--- Text shown ---
Social Network Graph Preservation:
- Function: Support network-aware downstream analysis.
- Mechanism: Synthia personas directly inherit the directed follow-graph of the original Bluesky users, linking social topology to persona content and enabling social network analyses such as homophily studies.
- Design Motivation: This is a distinctive feature of Synthia—combining persona narratives with network structure—filling a gap in existing methods that provide text only.

Loss & Training¶

Synthia requires no training; it directly employs pretrained LLMs for persona generation and survey response. During the opinion survey stage, non-instruction-tuned models are used, as prior work has shown they outperform instruction-tuned models in survey simulation.
---
#### Required actions
1 – According to the Synthia description, what kind of models are used during the opinion survey stage?
2 – Rewrite the Synthia description from the words "Social Network Graph" through "in survey simulation.", switching "follow-graph" for "follower graph".
--- Records ---
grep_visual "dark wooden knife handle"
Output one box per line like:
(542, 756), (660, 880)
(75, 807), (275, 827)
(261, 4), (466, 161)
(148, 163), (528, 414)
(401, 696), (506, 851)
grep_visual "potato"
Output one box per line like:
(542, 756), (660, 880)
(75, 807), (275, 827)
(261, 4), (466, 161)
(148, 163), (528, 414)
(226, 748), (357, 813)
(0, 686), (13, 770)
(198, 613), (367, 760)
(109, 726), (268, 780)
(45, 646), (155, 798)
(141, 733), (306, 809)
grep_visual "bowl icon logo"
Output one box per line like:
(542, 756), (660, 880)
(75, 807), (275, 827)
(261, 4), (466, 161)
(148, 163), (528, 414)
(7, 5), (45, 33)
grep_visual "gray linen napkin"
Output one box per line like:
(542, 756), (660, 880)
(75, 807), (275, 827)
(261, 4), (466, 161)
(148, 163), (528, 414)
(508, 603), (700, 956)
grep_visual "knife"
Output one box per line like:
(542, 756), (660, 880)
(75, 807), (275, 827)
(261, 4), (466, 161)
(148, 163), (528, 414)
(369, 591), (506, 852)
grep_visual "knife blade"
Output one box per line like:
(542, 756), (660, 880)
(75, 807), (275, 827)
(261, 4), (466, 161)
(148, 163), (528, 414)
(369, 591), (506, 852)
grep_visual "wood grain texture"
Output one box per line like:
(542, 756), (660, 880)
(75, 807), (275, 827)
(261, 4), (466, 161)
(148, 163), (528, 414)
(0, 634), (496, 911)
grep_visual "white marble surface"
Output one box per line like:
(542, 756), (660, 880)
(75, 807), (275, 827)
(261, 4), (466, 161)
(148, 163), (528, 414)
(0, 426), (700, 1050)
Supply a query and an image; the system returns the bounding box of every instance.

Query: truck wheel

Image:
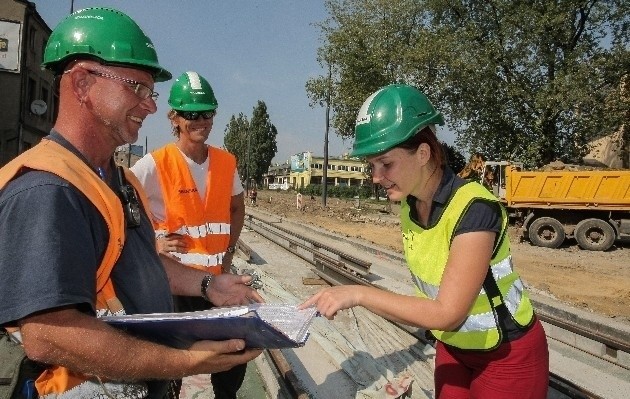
[574,219,615,251]
[527,217,565,248]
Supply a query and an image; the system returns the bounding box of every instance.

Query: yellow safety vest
[0,139,148,397]
[151,144,236,275]
[401,182,534,350]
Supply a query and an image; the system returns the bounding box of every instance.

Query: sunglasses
[88,71,159,101]
[177,110,217,121]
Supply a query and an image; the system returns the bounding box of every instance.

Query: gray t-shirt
[0,132,173,396]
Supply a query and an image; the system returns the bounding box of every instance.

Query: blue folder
[101,303,316,349]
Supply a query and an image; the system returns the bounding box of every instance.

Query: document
[101,303,317,349]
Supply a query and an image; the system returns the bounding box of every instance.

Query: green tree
[442,143,466,173]
[223,112,249,179]
[223,100,278,186]
[249,100,278,186]
[306,0,630,166]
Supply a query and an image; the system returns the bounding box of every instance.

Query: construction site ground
[248,190,630,323]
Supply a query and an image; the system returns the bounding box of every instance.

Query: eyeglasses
[88,71,159,101]
[177,110,217,121]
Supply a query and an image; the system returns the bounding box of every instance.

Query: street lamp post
[322,63,332,207]
[245,130,251,195]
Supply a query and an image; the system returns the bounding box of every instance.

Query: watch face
[31,100,48,115]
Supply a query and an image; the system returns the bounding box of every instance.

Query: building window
[28,26,36,53]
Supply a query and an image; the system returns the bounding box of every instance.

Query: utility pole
[322,62,332,207]
[245,130,251,195]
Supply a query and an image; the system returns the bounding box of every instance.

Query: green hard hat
[168,71,219,111]
[351,84,444,157]
[42,7,172,82]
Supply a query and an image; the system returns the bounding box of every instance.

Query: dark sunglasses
[177,111,217,121]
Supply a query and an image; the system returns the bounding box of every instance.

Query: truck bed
[505,167,630,211]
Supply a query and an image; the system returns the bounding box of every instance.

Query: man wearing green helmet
[131,71,246,399]
[0,8,262,398]
[301,85,549,399]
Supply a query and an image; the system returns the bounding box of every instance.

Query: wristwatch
[201,274,214,302]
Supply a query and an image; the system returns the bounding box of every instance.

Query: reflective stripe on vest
[0,139,148,398]
[151,144,236,274]
[401,183,533,349]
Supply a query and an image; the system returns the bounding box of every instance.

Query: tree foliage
[306,0,630,166]
[224,100,278,186]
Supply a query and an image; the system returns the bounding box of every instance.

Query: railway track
[244,214,630,398]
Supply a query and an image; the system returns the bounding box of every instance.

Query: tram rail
[245,214,630,399]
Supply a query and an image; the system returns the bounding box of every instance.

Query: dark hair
[396,126,446,169]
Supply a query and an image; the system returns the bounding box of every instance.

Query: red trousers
[435,320,549,399]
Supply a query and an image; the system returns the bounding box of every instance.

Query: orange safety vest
[0,139,148,396]
[151,144,236,275]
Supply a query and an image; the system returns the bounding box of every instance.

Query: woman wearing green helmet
[301,85,549,398]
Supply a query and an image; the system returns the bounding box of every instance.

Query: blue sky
[33,0,352,162]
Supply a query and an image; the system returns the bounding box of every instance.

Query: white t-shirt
[130,150,244,222]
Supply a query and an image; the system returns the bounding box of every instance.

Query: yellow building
[289,152,368,190]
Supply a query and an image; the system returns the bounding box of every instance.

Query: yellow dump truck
[484,162,630,251]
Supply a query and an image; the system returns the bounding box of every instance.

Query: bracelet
[201,274,214,302]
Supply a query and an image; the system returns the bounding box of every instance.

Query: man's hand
[207,274,263,306]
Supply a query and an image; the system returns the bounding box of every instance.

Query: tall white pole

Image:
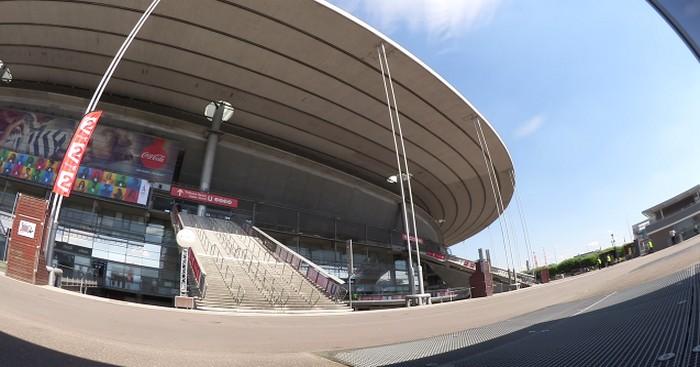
[474,118,510,281]
[377,47,416,295]
[46,0,160,266]
[477,118,519,288]
[382,43,425,302]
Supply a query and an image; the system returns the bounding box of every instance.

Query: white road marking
[574,291,617,316]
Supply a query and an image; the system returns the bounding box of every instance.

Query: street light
[0,60,12,83]
[197,101,234,216]
[386,173,413,184]
[204,101,234,122]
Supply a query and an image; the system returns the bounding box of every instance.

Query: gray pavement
[328,265,700,367]
[0,240,700,366]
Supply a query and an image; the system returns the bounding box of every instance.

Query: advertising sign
[0,149,151,205]
[0,108,180,184]
[17,220,36,238]
[53,111,102,197]
[170,186,238,208]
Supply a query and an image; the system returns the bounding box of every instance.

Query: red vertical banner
[53,111,102,197]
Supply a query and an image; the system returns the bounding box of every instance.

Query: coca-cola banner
[0,108,180,183]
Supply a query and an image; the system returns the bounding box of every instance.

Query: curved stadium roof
[0,0,513,244]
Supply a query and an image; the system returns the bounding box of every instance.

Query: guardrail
[491,265,537,285]
[190,230,245,304]
[194,214,347,306]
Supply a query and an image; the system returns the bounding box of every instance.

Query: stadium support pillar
[469,260,493,297]
[197,103,227,216]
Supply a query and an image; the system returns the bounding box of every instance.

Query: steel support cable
[476,118,518,286]
[510,170,534,267]
[382,43,425,302]
[474,118,510,278]
[46,0,160,266]
[378,44,416,296]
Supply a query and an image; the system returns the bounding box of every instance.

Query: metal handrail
[197,228,245,304]
[205,223,286,306]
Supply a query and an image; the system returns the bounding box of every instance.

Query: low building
[632,185,700,253]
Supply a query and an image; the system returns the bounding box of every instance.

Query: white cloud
[515,115,544,139]
[333,0,501,40]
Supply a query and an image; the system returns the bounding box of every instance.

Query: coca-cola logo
[141,152,165,163]
[141,145,168,169]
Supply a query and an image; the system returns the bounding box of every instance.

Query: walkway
[0,239,700,366]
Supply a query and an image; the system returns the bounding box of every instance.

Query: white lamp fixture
[204,101,234,122]
[386,173,413,184]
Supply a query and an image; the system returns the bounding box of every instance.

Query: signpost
[170,186,238,209]
[345,239,355,308]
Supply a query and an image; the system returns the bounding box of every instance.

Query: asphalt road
[0,238,700,366]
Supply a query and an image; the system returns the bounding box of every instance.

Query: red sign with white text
[462,260,476,270]
[425,251,447,261]
[53,111,102,197]
[401,233,423,245]
[170,186,238,208]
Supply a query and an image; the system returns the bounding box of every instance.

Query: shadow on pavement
[0,332,114,367]
[392,265,700,367]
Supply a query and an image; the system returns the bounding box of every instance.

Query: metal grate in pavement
[330,265,700,367]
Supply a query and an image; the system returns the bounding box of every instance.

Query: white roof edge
[314,0,515,175]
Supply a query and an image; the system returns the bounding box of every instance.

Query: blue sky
[332,0,700,266]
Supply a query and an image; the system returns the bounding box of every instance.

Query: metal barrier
[190,229,245,304]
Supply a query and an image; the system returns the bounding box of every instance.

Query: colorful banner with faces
[0,149,150,205]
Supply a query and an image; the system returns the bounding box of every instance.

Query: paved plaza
[0,239,700,366]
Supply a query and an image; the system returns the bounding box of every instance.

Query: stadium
[0,0,515,308]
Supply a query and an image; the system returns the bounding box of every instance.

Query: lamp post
[197,101,234,216]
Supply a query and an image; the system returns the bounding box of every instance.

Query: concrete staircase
[180,213,350,313]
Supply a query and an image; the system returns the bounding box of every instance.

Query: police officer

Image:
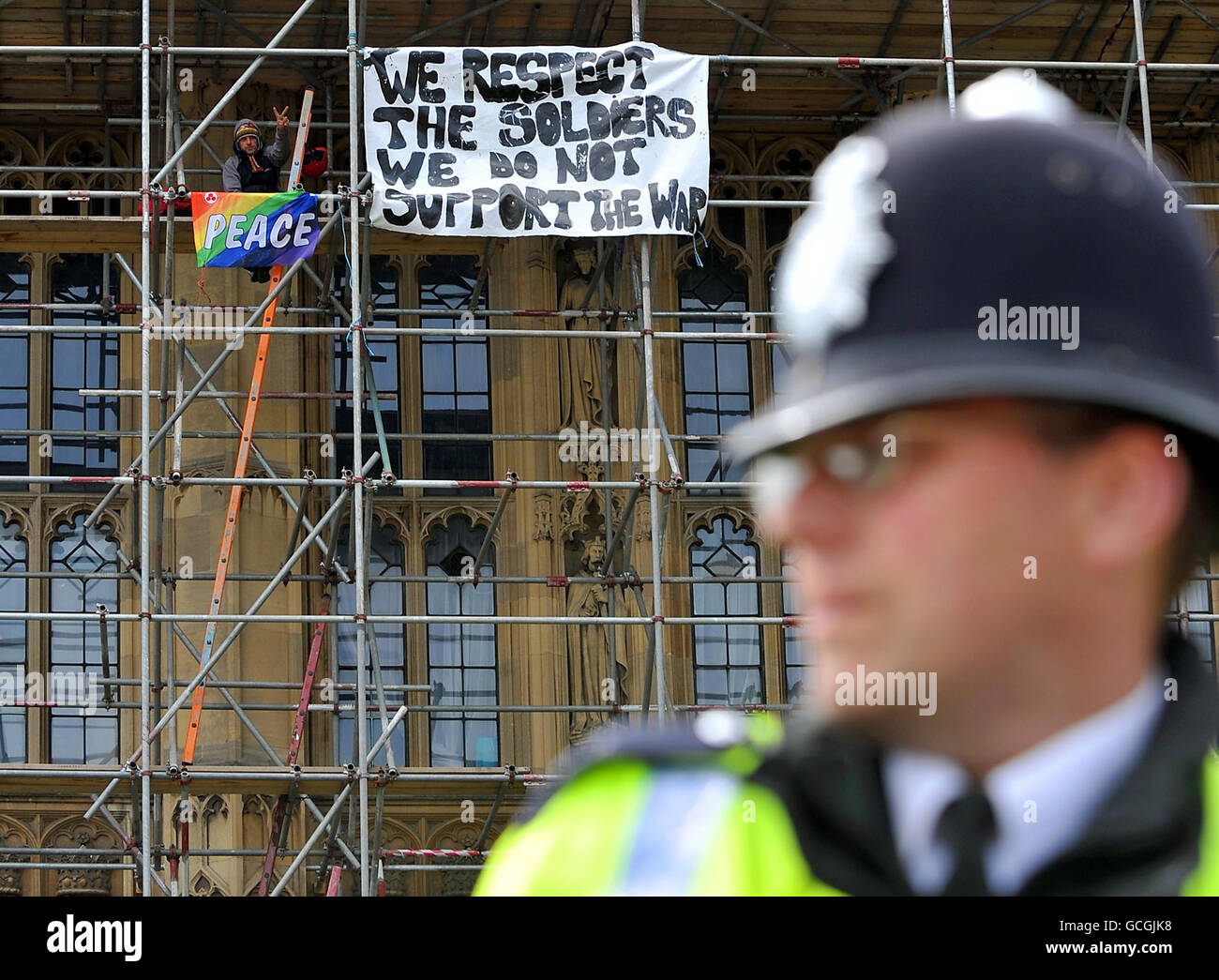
---
#### Your written answers
1 – Non-instruction-tuned models.

2 –
Social Network Graph Preservation:
- Function: Support network-aware downstream analysis.
- Mechanism: Synthia personas directly inherit the directed follower graph of the original Bluesky users, linking social topology to persona content and enabling social network analyses such as homophily studies.
- Design Motivation: This is a distinctive feature of Synthia—combining persona narratives with network structure—filling a gap in existing methods that provide text only.

Loss & Training¶

Synthia requires no training; it directly employs pretrained LLMs for persona generation and survey response. During the opinion survey stage, non-instruction-tuned models are used, as prior work has shown they outperform instruction-tuned models in survey simulation.